Required task
Pull out each line below that contains the word "shoulder", and copy it in full.

Provided records

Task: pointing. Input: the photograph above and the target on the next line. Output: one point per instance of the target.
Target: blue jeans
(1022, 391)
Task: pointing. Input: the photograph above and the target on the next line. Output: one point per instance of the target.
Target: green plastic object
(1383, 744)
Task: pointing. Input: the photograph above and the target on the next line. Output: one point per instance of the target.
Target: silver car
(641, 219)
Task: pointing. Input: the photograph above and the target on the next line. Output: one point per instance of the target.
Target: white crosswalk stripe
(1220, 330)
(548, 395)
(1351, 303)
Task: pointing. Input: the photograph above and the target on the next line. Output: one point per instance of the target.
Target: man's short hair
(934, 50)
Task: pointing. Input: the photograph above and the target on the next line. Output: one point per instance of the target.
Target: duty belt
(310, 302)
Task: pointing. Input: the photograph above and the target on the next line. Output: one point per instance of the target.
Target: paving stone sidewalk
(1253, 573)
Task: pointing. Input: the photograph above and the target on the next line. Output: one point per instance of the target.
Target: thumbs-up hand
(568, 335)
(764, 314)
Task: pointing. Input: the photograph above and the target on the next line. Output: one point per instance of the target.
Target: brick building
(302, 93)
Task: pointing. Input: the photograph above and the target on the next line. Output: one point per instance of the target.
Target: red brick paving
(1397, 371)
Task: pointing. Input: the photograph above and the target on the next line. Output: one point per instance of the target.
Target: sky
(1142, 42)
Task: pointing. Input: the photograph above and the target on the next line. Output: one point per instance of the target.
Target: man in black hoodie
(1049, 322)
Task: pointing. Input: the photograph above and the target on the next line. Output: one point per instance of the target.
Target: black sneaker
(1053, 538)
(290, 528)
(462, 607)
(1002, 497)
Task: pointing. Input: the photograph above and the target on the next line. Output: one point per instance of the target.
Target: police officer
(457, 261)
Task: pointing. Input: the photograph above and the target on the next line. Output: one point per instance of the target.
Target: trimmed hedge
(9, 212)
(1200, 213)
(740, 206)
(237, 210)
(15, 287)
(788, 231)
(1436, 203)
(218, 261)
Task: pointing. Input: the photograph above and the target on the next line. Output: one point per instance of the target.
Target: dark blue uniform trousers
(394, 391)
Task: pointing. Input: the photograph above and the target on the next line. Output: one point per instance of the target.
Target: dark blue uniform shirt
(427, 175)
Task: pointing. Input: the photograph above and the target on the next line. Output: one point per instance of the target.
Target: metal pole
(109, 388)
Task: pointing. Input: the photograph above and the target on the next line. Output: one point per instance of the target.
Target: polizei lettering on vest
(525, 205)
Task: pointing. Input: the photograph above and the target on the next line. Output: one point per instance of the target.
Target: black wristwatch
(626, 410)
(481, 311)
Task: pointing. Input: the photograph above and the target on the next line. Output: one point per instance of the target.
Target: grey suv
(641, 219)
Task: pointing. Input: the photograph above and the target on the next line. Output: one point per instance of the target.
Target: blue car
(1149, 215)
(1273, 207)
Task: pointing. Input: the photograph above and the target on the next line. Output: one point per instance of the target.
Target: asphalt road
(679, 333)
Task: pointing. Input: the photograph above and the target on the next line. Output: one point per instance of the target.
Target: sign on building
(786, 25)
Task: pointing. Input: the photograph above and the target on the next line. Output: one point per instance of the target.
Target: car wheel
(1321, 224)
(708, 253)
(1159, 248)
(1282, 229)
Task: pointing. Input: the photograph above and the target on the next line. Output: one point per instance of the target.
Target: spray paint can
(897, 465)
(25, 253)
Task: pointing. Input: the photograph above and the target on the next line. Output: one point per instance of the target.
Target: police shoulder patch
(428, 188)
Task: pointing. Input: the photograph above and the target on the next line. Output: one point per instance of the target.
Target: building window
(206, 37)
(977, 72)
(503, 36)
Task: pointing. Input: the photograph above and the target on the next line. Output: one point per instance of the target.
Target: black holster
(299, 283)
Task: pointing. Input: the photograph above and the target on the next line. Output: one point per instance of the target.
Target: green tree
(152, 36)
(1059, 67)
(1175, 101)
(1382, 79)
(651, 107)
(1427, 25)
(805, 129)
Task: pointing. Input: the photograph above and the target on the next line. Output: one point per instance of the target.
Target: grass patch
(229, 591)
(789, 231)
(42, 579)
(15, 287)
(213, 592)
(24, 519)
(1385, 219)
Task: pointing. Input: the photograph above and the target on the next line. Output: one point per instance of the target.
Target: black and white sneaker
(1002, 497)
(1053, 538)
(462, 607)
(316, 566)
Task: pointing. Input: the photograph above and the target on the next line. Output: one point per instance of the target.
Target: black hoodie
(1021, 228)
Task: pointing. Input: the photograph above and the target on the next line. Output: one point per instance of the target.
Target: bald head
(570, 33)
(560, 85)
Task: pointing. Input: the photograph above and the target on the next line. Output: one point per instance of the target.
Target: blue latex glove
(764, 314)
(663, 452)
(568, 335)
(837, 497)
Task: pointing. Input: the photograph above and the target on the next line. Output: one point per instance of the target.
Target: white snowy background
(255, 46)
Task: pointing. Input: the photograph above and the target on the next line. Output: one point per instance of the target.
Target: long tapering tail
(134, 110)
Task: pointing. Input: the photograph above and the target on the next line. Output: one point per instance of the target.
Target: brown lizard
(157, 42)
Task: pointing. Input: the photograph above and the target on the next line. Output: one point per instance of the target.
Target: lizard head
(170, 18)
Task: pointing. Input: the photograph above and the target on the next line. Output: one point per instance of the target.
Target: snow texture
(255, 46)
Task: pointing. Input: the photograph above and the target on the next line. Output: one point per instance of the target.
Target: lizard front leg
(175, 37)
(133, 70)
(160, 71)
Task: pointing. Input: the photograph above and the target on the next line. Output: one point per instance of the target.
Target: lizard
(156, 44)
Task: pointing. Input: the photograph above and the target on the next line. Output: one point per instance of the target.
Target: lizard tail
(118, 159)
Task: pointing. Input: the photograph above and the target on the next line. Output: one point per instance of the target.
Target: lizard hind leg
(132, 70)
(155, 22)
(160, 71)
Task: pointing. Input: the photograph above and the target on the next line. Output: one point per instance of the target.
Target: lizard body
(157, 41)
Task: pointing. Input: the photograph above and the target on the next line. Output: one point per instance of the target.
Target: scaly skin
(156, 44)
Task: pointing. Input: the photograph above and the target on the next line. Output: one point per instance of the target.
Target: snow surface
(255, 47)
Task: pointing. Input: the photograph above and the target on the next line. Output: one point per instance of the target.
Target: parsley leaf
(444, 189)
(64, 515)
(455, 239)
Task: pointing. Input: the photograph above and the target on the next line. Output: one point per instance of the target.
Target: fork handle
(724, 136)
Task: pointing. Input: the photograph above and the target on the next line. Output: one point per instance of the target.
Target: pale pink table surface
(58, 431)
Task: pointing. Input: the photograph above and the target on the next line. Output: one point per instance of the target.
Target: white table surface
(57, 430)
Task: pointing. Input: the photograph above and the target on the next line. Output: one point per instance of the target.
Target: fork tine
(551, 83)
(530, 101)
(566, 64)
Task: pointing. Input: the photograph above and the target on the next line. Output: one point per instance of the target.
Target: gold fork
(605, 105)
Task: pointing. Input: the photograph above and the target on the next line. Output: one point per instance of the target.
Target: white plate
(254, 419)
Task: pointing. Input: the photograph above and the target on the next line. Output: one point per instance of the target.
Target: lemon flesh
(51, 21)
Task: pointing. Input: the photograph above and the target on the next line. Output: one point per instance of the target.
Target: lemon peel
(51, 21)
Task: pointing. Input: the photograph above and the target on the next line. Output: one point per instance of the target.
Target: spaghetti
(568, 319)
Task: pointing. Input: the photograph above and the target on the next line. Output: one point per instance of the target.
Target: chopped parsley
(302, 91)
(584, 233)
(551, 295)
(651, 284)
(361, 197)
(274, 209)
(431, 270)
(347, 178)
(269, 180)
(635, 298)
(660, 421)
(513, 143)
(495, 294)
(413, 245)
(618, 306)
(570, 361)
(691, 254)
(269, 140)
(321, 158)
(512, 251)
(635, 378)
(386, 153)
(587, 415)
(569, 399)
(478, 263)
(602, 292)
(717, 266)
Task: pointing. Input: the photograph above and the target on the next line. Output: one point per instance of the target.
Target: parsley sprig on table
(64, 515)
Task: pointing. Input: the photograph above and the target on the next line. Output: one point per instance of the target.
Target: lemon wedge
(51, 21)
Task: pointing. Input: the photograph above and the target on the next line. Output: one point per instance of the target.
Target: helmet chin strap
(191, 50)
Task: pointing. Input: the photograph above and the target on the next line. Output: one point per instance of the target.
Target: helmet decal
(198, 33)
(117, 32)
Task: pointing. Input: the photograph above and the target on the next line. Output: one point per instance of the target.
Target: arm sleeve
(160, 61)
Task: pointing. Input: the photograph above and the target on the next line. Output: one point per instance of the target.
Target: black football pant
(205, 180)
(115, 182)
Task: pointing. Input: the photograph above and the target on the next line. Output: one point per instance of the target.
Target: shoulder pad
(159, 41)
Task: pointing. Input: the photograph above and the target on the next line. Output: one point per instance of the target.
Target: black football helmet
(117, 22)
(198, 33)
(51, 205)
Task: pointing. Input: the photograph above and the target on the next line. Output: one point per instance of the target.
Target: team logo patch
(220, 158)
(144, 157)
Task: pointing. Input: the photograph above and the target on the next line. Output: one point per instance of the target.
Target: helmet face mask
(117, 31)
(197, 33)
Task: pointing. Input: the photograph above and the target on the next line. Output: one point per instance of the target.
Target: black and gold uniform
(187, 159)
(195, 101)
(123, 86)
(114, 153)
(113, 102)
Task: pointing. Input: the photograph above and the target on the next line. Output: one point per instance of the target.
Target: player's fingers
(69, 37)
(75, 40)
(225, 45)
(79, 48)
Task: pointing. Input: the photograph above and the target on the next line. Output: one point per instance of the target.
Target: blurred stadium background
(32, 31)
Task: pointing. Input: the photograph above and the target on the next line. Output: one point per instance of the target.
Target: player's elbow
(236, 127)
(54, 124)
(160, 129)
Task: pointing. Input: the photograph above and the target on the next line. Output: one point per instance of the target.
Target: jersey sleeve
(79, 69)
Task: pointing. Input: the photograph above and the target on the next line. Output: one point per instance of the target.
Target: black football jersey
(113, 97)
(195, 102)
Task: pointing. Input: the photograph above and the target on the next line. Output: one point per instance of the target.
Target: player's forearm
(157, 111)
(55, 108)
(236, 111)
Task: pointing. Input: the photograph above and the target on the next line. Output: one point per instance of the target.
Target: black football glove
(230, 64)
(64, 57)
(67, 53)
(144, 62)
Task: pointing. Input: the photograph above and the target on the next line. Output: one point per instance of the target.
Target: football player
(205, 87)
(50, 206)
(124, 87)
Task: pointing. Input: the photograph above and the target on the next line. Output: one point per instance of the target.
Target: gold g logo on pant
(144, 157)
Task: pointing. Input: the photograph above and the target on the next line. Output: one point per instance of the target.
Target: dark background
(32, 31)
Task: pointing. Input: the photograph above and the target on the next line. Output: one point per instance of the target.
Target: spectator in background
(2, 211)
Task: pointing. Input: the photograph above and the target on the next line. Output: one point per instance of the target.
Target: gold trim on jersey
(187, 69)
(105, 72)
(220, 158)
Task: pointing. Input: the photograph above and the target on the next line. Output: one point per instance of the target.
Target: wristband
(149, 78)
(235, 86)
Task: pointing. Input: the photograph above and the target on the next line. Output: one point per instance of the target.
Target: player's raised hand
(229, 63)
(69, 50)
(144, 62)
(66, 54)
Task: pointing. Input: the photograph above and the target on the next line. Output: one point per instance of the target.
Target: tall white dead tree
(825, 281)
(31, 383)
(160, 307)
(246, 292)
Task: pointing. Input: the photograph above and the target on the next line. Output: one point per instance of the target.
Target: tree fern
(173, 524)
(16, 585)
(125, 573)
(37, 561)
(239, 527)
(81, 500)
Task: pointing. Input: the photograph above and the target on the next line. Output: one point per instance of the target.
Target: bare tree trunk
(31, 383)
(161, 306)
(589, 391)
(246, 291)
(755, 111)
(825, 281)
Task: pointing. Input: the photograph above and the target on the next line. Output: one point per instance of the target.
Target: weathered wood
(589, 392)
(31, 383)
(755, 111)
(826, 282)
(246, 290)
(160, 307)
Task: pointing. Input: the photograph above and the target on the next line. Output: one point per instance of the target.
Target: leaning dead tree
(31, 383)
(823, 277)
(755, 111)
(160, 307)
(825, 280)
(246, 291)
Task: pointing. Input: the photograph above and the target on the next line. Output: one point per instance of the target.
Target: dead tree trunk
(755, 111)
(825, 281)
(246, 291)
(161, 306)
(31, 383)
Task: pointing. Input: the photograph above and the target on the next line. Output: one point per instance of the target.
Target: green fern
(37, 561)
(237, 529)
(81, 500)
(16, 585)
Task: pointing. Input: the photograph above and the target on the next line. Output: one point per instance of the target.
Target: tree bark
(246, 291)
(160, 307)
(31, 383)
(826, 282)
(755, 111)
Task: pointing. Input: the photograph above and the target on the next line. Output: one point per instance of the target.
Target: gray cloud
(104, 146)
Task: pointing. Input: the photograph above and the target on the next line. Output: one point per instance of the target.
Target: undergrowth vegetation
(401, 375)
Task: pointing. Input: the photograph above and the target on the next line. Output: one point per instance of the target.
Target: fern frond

Expected answer
Target: police shoulder patch
Target: shoulder pad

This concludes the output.